Prezentujemy dziś Państwu ciekawą rozmowę na temat kary śmierci i katolicyzmu. Nie zamierzam więc pisać o tym czy kara śmierci jest skuteczna i czy jest moralna. Moje poglądy przeszły pewną ewolucję, i z uwagi na spójność stanowiska w kwestii ochrony życia od poczęcia aż do naturalnej śmierci, nie jestem już orędownikiem najwyższej kary. Rozumiem tych wszystkich, którzy widzą w karze śmierci sposób na uchronienie społeczeństwa przed bandytyzmem, ale z drugiej strony nie mogę nie zauważyć, że wielu przestępców nawraca się w więzieniach i pragnie odkupienia. Nie można zapominać również o niesłusznie skazanych na „złoty strzał”, co jest prawdziwą zbrodnią. W rozmowie jaką prezentujemy, prof. Michał Wojciechowski zauważa, że nie powinno się rozmawiać o kwestii kary śmierci w społeczeństwie, gdzie morduje się masowo dzieci nienarodzone. Żydzie mordercy nie może być ponad  życiem nienarodzonego. Trudno się z tym nie zgodzić.

(Pozycje danych)
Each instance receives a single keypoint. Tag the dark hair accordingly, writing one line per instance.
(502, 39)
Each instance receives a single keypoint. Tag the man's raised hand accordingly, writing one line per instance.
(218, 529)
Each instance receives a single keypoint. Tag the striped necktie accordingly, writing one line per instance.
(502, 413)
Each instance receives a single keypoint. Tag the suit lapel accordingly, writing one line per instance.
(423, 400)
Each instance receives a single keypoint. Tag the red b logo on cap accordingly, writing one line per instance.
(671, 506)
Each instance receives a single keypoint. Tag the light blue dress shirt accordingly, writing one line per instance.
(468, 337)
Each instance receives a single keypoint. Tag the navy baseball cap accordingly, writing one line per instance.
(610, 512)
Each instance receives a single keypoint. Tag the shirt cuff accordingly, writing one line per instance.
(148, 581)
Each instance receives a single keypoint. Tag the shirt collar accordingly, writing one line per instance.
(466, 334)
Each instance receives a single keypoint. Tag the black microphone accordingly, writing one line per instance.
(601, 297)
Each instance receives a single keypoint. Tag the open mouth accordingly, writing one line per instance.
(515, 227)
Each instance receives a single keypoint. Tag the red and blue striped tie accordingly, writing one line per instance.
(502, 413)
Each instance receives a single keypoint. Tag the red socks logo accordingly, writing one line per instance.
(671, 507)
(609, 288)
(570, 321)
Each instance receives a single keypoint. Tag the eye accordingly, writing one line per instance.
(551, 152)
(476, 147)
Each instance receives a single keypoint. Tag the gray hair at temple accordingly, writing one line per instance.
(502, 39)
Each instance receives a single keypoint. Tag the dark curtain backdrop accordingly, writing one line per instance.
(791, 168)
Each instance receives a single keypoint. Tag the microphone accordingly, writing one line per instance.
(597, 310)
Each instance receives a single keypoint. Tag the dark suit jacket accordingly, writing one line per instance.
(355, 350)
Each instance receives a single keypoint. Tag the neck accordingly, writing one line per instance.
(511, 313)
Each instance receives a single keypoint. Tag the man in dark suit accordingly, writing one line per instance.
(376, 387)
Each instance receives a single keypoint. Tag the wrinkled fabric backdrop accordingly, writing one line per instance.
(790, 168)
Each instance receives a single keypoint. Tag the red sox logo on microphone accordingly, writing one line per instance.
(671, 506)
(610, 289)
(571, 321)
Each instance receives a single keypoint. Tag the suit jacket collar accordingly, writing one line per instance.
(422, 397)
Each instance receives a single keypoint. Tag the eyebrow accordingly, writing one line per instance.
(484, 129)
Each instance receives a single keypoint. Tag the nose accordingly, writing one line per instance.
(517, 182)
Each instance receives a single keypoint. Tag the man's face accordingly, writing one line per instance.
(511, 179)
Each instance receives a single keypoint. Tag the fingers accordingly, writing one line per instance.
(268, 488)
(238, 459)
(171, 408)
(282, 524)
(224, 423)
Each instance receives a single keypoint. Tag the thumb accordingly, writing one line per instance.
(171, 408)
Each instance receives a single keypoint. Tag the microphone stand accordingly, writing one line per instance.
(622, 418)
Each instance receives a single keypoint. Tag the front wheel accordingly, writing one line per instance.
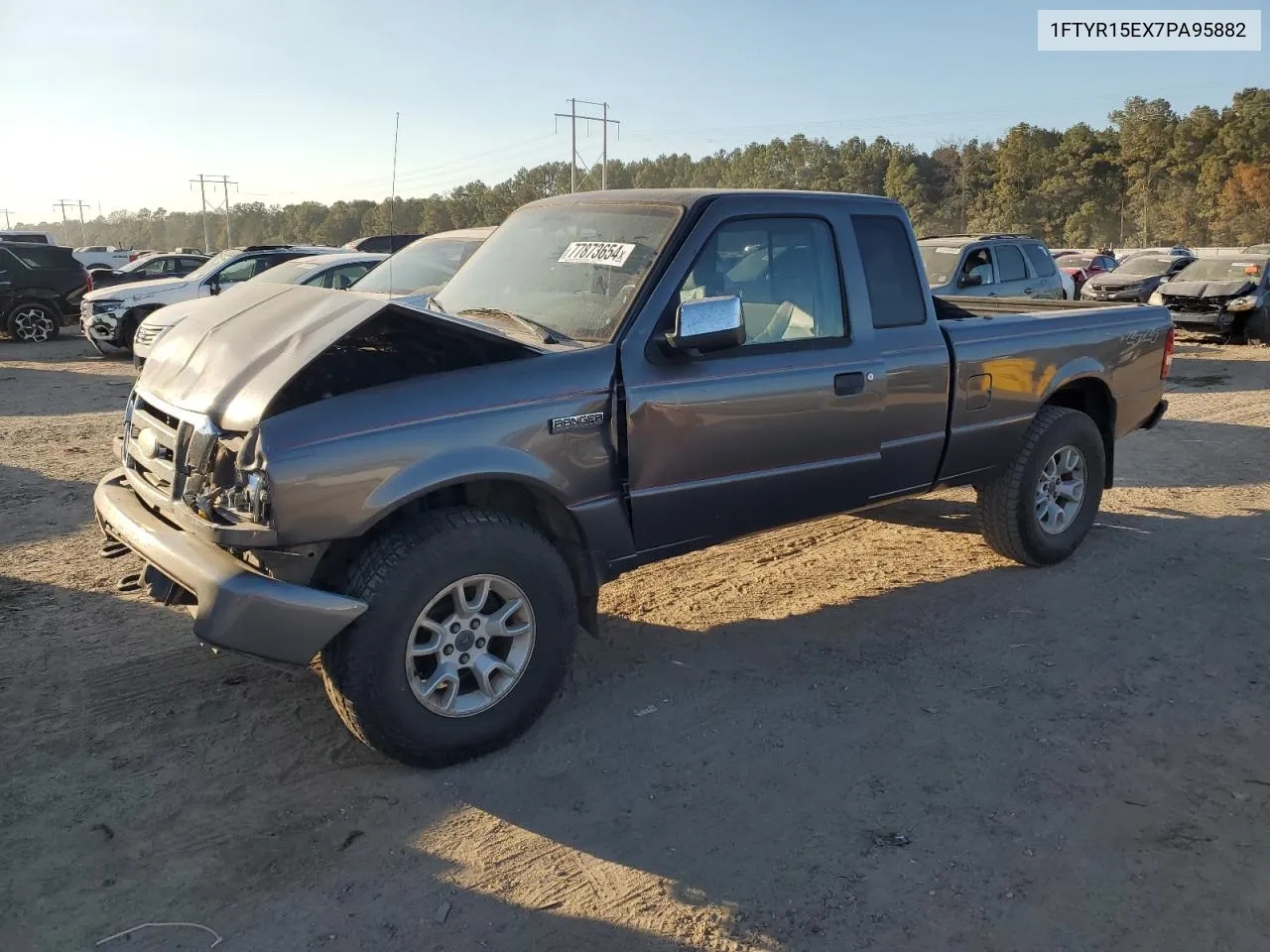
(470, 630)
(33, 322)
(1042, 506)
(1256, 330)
==
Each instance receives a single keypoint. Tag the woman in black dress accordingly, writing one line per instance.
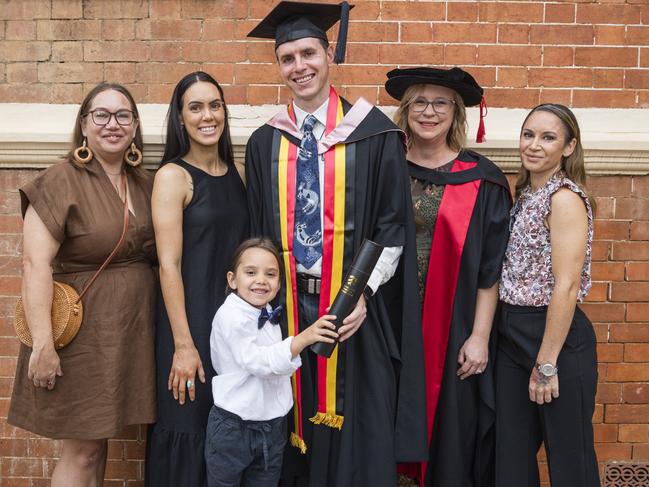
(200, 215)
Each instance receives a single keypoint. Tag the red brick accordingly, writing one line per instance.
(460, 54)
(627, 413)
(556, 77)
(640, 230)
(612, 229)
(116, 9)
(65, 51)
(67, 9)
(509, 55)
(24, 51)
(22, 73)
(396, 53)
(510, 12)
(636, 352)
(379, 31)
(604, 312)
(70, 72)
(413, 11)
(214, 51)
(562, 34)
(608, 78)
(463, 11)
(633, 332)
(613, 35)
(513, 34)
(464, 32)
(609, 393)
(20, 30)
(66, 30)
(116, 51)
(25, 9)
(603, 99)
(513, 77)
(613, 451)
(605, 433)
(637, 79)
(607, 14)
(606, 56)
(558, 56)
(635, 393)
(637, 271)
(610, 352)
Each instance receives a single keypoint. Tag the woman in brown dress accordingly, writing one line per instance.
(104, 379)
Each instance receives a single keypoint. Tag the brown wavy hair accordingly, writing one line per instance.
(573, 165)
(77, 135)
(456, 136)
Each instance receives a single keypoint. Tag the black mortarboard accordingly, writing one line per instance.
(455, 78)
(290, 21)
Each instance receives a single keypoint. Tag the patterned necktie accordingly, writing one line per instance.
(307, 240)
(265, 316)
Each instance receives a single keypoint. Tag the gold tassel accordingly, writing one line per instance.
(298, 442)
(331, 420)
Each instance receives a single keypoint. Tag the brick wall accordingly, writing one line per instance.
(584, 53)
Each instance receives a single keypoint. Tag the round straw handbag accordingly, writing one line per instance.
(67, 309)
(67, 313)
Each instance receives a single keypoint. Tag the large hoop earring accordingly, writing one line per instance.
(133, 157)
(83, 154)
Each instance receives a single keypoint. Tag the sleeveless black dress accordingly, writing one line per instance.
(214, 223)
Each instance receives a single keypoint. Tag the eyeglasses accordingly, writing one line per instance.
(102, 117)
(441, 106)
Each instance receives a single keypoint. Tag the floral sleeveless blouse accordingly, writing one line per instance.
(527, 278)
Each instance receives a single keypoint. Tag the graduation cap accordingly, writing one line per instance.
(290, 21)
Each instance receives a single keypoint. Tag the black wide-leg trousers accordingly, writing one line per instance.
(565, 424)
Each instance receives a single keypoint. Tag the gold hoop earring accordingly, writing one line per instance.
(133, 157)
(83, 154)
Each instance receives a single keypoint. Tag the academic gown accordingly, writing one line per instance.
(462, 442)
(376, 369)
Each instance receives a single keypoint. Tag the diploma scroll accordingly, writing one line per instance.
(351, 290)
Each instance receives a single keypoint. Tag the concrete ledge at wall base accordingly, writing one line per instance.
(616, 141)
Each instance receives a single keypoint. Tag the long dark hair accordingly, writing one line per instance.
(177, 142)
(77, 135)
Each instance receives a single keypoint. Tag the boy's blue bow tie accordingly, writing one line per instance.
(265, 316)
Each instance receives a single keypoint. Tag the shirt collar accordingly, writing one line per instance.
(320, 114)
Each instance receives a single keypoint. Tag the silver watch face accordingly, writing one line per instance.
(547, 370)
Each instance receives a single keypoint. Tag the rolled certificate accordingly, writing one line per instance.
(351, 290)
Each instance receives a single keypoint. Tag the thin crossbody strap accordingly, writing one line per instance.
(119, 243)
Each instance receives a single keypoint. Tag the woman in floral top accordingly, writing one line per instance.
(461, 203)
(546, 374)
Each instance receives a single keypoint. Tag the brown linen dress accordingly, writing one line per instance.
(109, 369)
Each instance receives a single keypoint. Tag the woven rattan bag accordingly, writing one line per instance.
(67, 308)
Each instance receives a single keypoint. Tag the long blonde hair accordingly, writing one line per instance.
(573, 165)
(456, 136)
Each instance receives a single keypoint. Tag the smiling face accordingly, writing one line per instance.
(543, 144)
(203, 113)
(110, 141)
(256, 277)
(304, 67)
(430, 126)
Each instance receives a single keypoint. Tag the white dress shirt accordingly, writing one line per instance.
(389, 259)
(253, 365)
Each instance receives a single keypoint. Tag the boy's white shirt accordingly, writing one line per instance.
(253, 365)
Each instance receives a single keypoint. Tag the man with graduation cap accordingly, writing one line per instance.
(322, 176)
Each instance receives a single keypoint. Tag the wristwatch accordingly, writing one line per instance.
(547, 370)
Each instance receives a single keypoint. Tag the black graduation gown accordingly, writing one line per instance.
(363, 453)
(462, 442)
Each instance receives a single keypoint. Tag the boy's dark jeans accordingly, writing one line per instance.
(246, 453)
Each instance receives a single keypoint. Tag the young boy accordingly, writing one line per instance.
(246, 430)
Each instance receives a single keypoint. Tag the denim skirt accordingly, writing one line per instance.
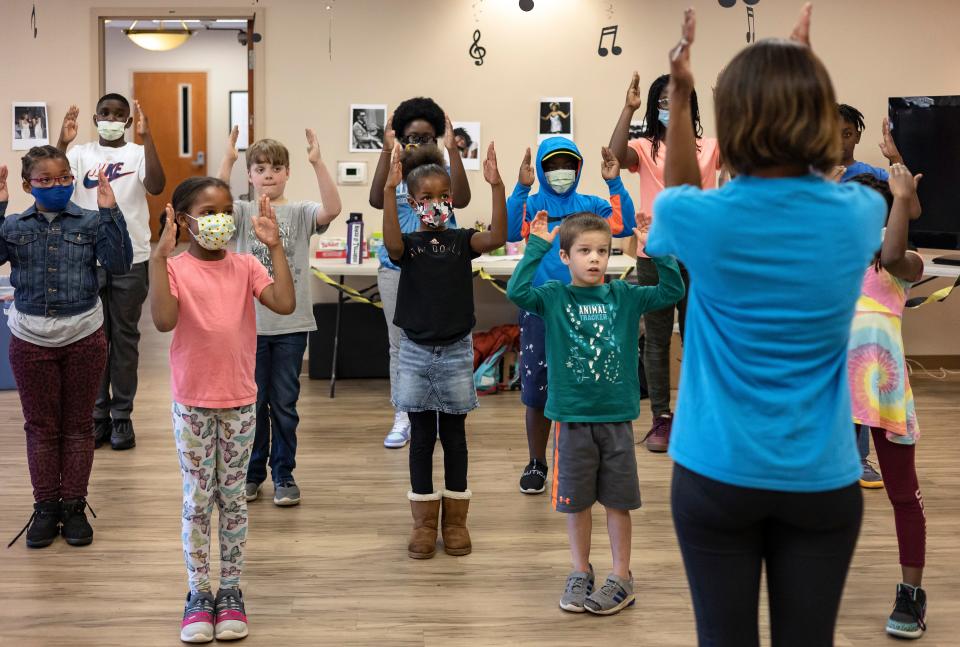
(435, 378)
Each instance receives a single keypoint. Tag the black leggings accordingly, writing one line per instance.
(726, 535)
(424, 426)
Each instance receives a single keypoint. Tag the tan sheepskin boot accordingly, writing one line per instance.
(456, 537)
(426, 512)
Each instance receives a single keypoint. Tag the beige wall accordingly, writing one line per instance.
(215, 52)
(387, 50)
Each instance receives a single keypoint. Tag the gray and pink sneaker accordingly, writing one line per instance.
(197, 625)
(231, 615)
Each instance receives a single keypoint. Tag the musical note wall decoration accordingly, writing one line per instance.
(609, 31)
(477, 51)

- Zadanie
Skopiuj bez żadnych zmian cały fragment o karze śmierci i katolicyzmie. Korzystaj wyłącznie z fragmentu.

- Wynik
Prezentujemy dziś Państwu ciekawą rozmowę na temat kary śmierci i katolicyzmu. Nie zamierzam więc pisać o tym czy kara śmierci jest skuteczna i czy jest moralna. Moje poglądy przeszły pewną ewolucję, i z uwagi na spójność stanowiska w kwestii ochrony życia od poczęcia aż do naturalnej śmierci, nie jestem już orędownikiem najwyższej kary. Rozumiem tych wszystkich, którzy widzą w karze śmierci sposób na uchronienie społeczeństwa przed bandytyzmem, ale z drugiej strony nie mogę nie zauważyć, że wielu przestępców nawraca się w więzieniach i pragnie odkupienia. Nie można zapominać również o niesłusznie skazanych na „złoty strzał”, co jest prawdziwą zbrodnią. W rozmowie jaką prezentujemy, prof. Michał Wojciechowski zauważa, że nie powinno się rozmawiać o kwestii kary śmierci w społeczeństwie, gdzie morduje się masowo dzieci nienarodzone. Żydzie mordercy nie może być ponad  życiem nienarodzonego. Trudno się z tym nie zgodzić.